Rewrite the items below, requests included, from the line with "Where in the photo above do you see the dry" up to and including the last line, leaving out the pictures. Multiply every box coordinate in the answers by 1.6 and round to whole numbers, with halves going up.

[Excerpts of labeled region data]
begin

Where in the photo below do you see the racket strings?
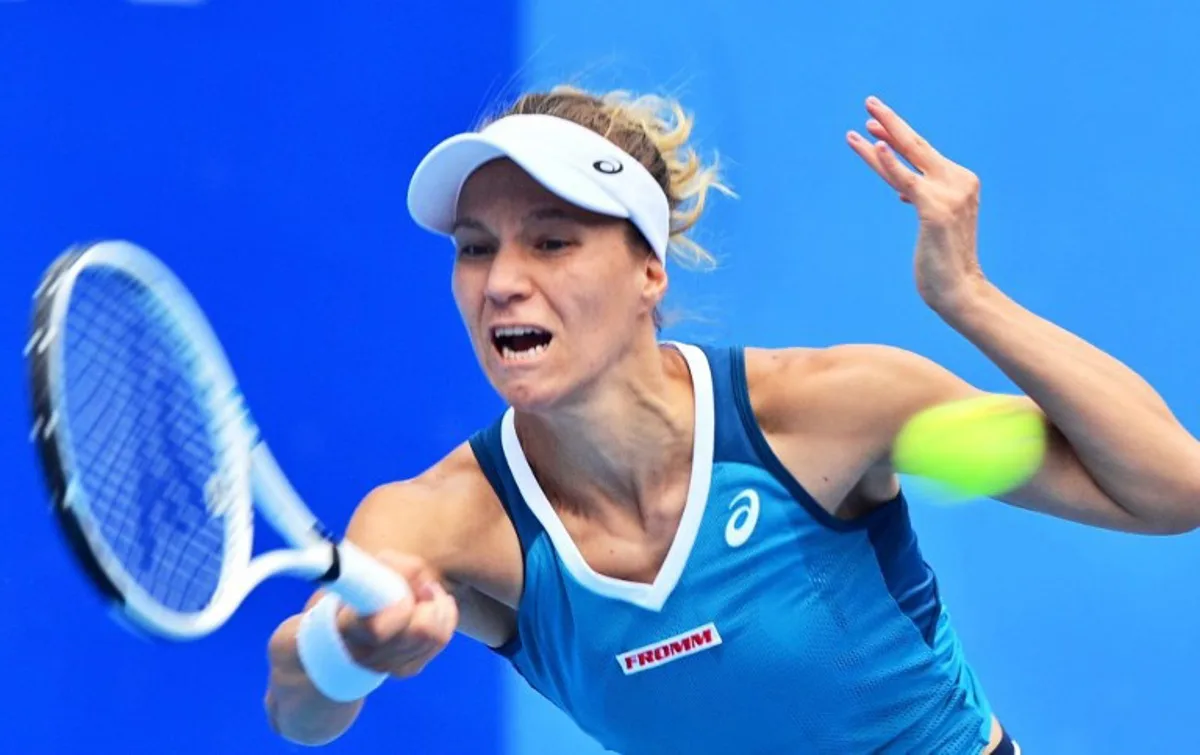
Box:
[64,270,234,612]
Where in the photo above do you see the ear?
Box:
[642,252,670,311]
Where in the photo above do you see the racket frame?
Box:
[25,241,398,640]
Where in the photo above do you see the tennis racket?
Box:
[25,241,409,641]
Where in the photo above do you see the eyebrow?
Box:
[450,208,581,234]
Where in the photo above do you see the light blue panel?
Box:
[510,0,1200,755]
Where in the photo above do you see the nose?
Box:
[484,244,533,307]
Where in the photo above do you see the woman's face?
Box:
[454,154,666,411]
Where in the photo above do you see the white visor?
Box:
[408,115,671,262]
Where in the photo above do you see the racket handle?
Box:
[325,540,413,616]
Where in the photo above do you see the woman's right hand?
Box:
[337,551,458,678]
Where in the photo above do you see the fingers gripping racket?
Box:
[26,241,409,640]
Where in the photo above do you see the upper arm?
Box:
[333,444,522,646]
[748,344,1147,532]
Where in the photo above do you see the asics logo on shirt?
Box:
[725,489,760,547]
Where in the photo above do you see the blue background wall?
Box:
[0,0,1200,755]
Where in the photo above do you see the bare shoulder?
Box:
[745,343,979,451]
[347,443,522,606]
[745,343,949,425]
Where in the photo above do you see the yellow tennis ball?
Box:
[892,395,1046,498]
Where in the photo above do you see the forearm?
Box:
[940,277,1200,527]
[265,616,362,745]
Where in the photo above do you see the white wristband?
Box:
[296,593,388,702]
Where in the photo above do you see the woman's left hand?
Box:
[846,97,983,313]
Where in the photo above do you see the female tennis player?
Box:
[266,89,1200,755]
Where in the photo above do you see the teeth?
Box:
[500,343,550,361]
[494,325,546,336]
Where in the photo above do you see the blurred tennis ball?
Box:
[892,395,1046,499]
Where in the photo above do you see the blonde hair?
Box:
[484,85,736,266]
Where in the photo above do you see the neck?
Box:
[516,337,695,517]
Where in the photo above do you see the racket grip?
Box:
[325,540,413,616]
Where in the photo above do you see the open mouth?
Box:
[492,325,554,361]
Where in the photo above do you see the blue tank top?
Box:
[470,343,991,755]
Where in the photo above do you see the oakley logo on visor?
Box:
[592,160,625,175]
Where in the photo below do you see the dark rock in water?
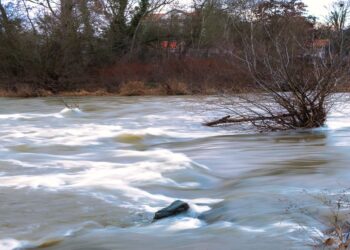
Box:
[153,200,190,221]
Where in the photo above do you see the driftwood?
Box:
[204,114,293,127]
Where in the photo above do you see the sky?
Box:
[303,0,333,21]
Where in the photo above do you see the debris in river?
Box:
[153,200,190,221]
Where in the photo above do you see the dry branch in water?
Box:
[205,1,349,130]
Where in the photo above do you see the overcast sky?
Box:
[304,0,333,21]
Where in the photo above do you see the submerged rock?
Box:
[153,200,190,221]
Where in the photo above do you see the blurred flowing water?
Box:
[0,97,350,250]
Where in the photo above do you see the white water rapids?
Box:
[0,97,350,250]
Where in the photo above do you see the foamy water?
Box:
[0,97,350,250]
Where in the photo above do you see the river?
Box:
[0,97,350,250]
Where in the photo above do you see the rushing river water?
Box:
[0,97,350,250]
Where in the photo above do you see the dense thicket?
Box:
[0,0,347,95]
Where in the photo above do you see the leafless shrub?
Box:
[206,1,349,130]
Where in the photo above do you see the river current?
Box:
[0,97,350,250]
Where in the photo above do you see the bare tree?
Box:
[206,1,348,130]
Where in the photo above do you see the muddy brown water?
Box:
[0,97,350,250]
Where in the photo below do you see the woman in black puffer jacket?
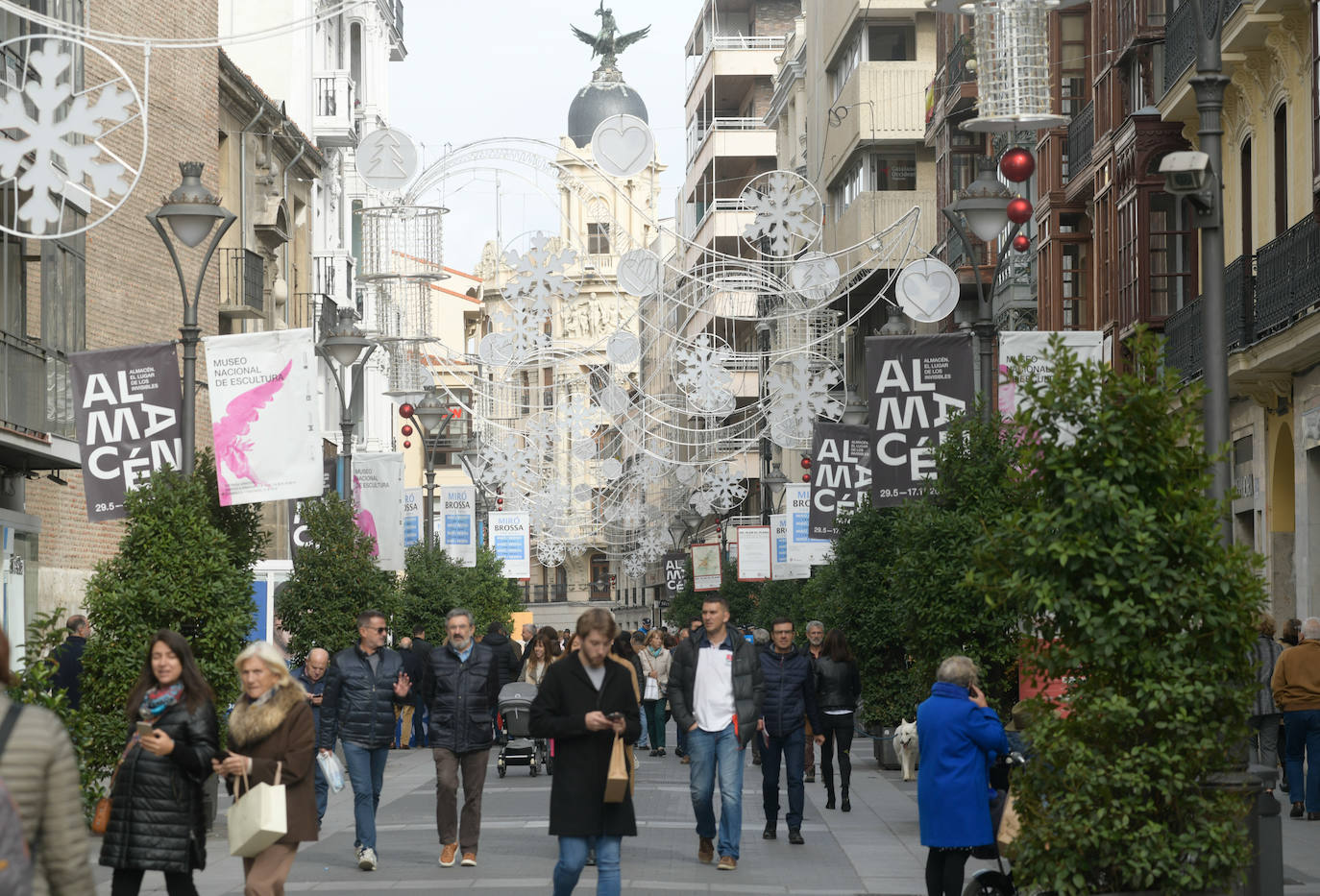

end

# [Exercise result]
Where in the photo above do you see the dry branch in water?
Box:
[328,2,558,208]
Where in the photo above do you see the overcast sky?
Box:
[486,0,533,34]
Where in the photo above do you see the submerged rock?
Box:
[245,320,304,354]
Where in the photo above do you see the blurred flowing water?
Box:
[0,155,560,400]
Where in the photo above do you see the white water rapids?
Box:
[0,155,560,400]
Where in the photo above do you see the foamy water?
Box:
[0,155,560,400]
Where in the photo above do you see the river?
Box:
[0,155,560,400]
Where in the photo above do you see the rushing river water?
Box:
[0,155,560,400]
Where in the photo above do you see the dense thicket?
Box:
[0,0,555,152]
Where in the photo above do you see the leafless shrub?
Box:
[330,2,558,208]
Where in the photo above do you see the river current?
Box:
[0,155,560,400]
Where in the photo above do you see the bare tree?
Box:
[330,2,557,208]
Where in the photo above do you see the muddy brown water?
Box:
[0,155,560,400]
Where in the photo below do you see the woman in black puffer jacket?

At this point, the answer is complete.